# TO BE DONE
Which lines of the records below contain the string "pixels"? Return each such line in full, treating uppercase and lowercase as different.

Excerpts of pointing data

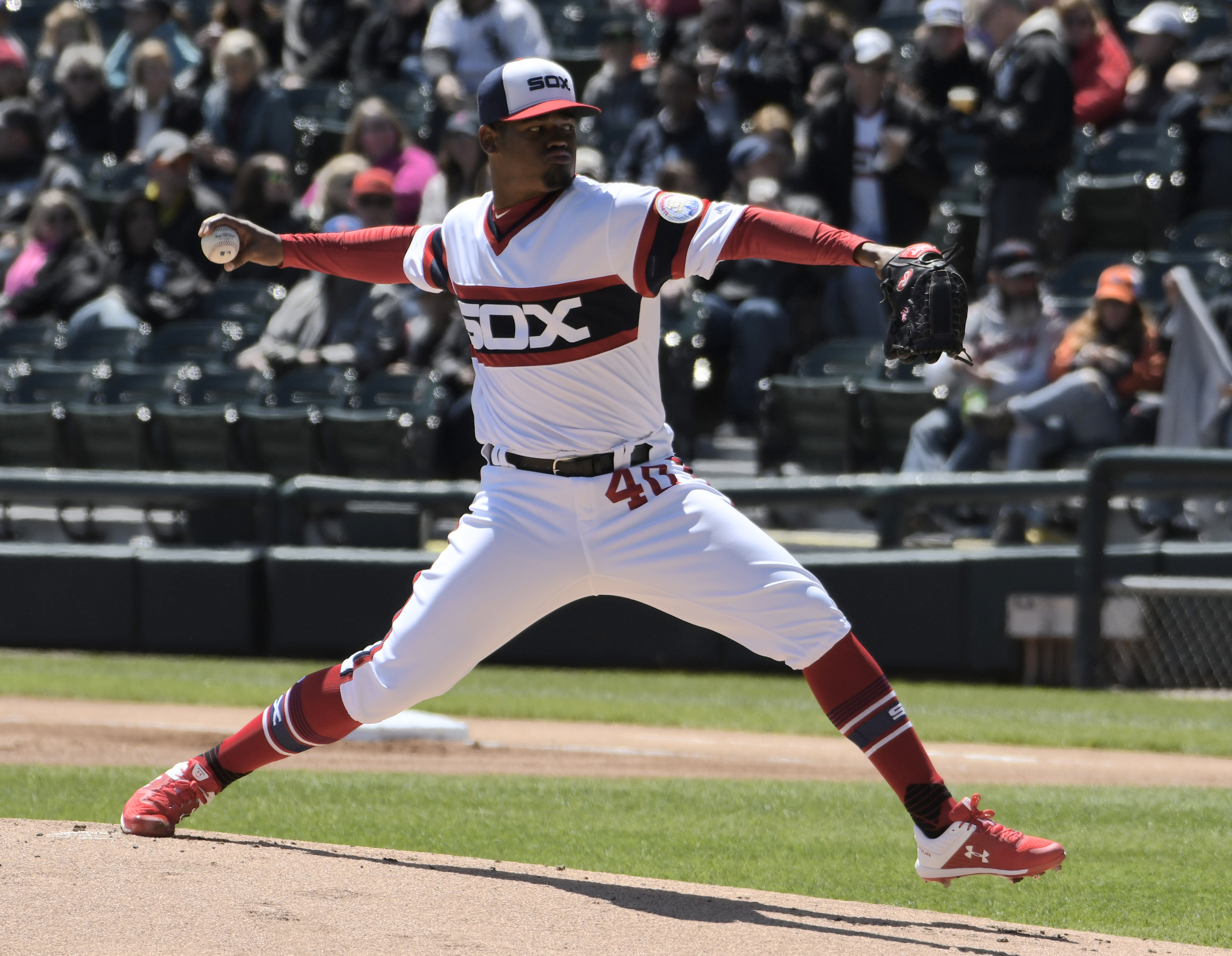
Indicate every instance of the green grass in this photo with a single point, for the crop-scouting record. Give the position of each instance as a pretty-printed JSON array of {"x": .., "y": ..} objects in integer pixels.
[
  {"x": 970, "y": 712},
  {"x": 1143, "y": 863}
]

# RESPONSE TO THE EXERCISE
Indicate every instance of the green grass in this photo with a single point, for the crop-scouting record. Give the position of each instance as a pretty-printed JSON array of {"x": .., "y": ..} objects in integer pixels.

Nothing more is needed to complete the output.